• **AIM**: Can you revise the stretch of the traceback below that begins at the words "Traceback (most recent" and stops after "return self.run(*args, **kwargs)", swapping "trace_task" for "run_task"?

• **PASSAGE SHOWN**:
(begin)

Traceback (most recent call last):
  File "/usr/local/lib/python2.7/dist-packages/celery/task/trace.py", line 228, in trace_task
    R = retval = fun(*args, **kwargs)
  File "/usr/local/lib/python2.7/dist-packages/celery/task/trace.py", line 415, in __protected_call__
    return self.run(*args, **kwargs)
  File "/usr/local/lib/python2.7/dist-packages/celery/app/builtins.py", line 95, in unlock_chord
    if deps.ready():
  File "/usr/local/lib/python2.7/dist-packages/celery/result.py", line 375, in ready
    return all(result.ready() for result in self.results)
  File "/usr/local/lib/python2.7/dist-packages/celery/result.py", line 375, in <genexpr>
    return all(result.ready() for result in self.results)

(end)

• **INFORMATION PROVIDED**:
(begin)

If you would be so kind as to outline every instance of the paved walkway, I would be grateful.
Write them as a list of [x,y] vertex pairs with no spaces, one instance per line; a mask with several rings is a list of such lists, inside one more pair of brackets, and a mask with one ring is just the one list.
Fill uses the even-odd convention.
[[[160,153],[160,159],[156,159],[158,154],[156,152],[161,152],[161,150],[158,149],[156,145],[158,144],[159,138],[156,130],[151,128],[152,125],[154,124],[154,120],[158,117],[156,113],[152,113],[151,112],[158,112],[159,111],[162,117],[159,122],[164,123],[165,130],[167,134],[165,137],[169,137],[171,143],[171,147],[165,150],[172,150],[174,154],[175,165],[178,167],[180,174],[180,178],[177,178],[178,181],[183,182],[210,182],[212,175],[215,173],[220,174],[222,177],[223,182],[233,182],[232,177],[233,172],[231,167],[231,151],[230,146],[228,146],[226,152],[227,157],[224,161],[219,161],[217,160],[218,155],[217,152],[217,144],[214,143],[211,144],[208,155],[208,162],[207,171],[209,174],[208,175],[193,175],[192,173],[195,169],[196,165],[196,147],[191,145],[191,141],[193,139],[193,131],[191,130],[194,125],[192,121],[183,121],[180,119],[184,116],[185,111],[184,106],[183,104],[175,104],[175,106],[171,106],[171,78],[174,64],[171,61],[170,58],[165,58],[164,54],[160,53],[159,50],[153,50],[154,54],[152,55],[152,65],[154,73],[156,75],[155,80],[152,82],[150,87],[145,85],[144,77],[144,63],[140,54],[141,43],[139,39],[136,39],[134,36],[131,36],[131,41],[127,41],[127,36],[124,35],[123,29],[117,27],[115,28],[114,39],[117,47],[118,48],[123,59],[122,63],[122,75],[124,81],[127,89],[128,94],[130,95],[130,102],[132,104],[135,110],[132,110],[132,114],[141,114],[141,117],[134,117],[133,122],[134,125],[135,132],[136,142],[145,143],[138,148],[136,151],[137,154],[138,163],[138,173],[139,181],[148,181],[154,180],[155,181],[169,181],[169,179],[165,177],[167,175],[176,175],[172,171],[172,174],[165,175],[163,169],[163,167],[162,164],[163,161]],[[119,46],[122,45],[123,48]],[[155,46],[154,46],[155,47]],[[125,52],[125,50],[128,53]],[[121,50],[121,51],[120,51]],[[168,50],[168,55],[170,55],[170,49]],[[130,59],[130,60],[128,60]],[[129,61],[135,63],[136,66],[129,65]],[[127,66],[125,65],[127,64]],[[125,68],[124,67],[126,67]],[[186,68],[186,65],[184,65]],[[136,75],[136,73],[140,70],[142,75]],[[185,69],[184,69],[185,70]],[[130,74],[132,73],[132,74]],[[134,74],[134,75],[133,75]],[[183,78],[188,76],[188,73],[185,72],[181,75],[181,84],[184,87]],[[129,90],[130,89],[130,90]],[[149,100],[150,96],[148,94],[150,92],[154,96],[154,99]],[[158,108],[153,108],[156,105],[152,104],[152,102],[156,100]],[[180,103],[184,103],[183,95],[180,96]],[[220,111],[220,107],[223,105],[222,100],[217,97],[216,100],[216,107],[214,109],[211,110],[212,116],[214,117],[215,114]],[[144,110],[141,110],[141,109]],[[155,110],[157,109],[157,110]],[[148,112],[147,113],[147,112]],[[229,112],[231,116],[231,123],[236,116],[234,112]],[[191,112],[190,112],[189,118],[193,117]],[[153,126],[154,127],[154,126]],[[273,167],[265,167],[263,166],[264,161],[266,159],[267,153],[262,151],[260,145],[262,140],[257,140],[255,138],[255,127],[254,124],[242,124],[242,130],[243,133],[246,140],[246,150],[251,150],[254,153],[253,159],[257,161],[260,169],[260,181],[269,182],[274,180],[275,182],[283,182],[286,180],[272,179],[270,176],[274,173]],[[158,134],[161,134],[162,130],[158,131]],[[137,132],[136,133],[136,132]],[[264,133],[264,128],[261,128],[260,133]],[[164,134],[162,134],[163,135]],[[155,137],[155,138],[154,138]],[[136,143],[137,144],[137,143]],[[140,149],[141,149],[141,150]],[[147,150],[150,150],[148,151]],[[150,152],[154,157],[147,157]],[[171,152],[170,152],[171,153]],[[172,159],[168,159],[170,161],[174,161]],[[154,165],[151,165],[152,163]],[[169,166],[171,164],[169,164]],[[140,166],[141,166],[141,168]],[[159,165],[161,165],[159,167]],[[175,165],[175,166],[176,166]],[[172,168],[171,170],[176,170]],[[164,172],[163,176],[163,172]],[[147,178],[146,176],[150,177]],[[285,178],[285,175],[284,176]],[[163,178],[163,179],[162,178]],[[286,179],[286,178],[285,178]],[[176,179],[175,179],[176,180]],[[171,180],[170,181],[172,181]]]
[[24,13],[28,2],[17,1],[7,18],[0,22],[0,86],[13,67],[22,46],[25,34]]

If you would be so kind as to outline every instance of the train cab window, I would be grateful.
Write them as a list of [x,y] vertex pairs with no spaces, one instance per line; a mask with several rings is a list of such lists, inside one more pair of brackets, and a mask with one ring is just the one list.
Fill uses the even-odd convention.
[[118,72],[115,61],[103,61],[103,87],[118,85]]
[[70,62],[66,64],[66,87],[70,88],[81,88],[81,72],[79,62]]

(end)

• **COMPLETE RESPONSE**:
Traceback (most recent call last):
  File "/usr/local/lib/python2.7/dist-packages/celery/task/trace.py", line 228, in run_task
    R = retval = fun(*args, **kwargs)
  File "/usr/local/lib/python2.7/dist-packages/celery/task/trace.py", line 415, in __protected_call__
    return self.run(*args, **kwargs)